• [Exercise brief]:
Output each line from the one that contains "of the grass" to the final line of the data below, exactly, and include nothing else.

Region pointing data:

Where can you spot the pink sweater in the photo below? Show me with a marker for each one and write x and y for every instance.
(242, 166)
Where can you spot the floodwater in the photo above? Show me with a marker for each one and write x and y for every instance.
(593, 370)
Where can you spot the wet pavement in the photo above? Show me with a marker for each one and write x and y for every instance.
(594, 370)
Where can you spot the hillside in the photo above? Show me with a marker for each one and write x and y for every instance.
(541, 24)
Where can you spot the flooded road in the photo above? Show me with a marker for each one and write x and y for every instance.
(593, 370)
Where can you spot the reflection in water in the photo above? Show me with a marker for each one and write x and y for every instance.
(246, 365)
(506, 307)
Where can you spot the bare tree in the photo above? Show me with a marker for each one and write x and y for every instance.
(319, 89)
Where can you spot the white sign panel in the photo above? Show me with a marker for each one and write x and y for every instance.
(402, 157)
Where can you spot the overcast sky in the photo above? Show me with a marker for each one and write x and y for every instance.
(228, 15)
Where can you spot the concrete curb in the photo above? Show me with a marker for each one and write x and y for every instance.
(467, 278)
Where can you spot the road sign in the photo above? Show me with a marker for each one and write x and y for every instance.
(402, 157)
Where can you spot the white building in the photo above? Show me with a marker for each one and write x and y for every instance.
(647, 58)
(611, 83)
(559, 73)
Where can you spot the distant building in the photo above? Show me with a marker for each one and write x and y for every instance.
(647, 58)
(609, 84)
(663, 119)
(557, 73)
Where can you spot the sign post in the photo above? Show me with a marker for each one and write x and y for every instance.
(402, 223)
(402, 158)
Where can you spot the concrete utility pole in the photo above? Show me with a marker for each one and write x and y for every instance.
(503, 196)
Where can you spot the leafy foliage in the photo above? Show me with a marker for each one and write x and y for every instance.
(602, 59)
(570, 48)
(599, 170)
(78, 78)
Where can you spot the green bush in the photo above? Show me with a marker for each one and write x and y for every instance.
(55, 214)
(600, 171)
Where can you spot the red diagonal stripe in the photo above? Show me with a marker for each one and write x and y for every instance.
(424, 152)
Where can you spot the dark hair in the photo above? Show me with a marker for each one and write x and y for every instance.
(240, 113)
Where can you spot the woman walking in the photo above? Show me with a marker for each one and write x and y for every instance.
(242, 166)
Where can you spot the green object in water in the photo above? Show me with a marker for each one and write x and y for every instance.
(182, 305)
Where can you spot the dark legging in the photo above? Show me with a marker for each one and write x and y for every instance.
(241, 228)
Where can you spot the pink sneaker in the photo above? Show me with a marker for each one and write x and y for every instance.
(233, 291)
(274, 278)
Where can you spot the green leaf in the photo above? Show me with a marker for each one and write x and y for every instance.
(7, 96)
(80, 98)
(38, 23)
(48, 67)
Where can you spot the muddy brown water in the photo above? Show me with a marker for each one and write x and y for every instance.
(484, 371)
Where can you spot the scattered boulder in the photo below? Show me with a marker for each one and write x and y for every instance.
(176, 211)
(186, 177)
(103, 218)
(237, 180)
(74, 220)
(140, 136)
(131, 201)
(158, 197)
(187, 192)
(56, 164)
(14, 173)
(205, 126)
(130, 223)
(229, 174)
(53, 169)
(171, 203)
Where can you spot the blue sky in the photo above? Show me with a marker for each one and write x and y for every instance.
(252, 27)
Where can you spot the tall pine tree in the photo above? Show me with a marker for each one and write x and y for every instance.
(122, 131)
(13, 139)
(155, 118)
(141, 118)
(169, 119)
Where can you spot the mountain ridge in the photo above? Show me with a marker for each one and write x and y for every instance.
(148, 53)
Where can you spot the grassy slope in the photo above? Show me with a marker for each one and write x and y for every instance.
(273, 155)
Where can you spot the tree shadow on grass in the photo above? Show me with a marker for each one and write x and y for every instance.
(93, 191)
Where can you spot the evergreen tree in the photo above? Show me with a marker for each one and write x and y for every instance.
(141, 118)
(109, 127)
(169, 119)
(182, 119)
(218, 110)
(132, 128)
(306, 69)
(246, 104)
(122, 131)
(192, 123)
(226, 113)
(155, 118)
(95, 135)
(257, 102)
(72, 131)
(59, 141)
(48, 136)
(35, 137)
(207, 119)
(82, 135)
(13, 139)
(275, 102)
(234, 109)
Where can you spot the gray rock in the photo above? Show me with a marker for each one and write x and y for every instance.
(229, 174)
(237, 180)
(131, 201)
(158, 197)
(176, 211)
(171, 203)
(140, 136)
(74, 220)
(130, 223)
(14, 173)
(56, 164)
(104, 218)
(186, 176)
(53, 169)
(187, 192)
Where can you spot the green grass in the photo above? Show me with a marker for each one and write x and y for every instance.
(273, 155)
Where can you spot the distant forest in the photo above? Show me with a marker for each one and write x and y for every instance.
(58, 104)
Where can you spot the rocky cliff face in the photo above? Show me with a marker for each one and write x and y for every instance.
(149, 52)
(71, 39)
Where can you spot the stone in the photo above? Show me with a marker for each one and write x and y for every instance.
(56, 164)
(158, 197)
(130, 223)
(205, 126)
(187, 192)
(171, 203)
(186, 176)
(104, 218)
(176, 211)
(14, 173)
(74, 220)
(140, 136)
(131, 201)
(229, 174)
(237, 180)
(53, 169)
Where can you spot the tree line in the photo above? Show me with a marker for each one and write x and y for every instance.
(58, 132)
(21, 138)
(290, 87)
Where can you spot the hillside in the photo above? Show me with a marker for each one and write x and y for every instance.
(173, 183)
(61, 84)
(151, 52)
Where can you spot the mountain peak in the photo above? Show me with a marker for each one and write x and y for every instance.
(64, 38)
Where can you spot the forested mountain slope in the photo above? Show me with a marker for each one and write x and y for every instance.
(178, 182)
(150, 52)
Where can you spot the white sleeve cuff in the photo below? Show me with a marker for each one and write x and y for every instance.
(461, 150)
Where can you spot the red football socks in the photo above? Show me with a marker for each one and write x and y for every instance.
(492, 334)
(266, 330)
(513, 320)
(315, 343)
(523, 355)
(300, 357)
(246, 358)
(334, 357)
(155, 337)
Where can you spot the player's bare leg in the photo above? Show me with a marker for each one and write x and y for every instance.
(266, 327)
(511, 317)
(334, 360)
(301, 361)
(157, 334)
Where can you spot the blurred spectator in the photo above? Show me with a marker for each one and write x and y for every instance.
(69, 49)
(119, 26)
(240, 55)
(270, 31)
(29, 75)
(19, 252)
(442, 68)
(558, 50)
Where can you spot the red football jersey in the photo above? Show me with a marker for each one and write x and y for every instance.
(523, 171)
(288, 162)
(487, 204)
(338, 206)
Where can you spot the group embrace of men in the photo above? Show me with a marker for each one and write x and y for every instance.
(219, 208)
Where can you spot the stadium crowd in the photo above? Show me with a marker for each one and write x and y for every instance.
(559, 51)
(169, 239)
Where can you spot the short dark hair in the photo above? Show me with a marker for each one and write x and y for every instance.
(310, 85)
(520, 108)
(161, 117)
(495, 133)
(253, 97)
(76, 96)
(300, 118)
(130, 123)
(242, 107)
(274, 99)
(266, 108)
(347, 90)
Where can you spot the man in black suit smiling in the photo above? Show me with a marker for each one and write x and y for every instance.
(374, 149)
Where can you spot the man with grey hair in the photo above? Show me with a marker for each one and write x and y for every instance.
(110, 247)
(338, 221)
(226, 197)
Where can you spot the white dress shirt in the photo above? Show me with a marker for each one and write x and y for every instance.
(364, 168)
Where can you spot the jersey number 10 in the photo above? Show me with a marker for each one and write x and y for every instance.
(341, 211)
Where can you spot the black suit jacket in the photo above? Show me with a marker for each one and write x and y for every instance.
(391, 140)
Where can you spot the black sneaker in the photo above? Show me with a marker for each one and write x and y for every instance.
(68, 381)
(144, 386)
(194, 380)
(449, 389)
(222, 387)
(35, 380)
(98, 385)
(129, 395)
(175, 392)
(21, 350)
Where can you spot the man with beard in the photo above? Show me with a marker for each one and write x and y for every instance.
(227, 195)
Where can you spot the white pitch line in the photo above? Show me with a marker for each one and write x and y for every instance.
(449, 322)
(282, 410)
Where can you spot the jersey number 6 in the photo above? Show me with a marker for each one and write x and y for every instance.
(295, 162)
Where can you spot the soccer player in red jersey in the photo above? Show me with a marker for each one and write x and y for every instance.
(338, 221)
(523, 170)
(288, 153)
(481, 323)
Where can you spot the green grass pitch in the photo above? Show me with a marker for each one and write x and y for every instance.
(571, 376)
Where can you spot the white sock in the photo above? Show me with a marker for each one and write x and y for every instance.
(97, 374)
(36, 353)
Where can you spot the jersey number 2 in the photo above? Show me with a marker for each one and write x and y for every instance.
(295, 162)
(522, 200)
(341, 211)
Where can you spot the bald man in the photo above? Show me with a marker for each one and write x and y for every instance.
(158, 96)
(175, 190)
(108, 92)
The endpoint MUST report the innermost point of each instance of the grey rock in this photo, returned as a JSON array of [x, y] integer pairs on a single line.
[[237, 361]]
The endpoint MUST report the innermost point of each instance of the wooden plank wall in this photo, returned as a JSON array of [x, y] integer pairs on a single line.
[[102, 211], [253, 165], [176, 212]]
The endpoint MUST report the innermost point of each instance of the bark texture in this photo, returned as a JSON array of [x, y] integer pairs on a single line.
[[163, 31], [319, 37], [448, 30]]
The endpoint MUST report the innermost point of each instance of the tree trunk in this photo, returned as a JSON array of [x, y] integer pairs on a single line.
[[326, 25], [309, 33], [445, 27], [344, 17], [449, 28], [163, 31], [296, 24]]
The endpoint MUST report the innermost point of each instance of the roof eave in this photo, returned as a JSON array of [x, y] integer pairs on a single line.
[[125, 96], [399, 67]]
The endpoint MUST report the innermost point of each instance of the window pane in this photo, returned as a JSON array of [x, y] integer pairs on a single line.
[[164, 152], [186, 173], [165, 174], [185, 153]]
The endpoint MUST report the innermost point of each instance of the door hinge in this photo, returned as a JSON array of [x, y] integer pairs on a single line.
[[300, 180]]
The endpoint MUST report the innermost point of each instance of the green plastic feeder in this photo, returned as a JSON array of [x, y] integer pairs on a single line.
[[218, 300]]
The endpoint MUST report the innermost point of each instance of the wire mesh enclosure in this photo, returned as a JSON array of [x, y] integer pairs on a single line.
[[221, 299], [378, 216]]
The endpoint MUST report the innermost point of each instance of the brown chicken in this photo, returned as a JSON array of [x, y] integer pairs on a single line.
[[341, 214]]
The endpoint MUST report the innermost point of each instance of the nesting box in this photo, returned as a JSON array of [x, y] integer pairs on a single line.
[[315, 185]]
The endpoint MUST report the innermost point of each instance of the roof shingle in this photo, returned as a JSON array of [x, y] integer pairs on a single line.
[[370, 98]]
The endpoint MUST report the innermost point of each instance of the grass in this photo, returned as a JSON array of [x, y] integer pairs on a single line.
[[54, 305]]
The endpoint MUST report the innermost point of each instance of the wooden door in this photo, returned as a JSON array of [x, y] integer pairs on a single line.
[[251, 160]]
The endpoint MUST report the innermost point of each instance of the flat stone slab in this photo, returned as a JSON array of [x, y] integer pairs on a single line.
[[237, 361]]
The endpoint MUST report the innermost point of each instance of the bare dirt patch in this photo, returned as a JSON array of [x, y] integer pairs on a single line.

• [Task answer]:
The endpoint MUST report the innermost point of each instance of the grass in this photo, returned as a JSON array of [x, y] integer pairs on a single line.
[[54, 305]]
The endpoint MUST report the innermost point of each instance of the wooden door in this photo, returned as a JSON array of [x, y] integer pairs on a single line.
[[251, 160]]
The endpoint MUST report the innermost point of each instance of the flat stone slab in this photo, returned as a JSON array of [x, y] integer pairs on a single line.
[[237, 361]]
The endpoint MUST report the innermost point of each instance of the bare dirt patch in this photo, returned as a JSON array of [x, y] integer pairs on a single line.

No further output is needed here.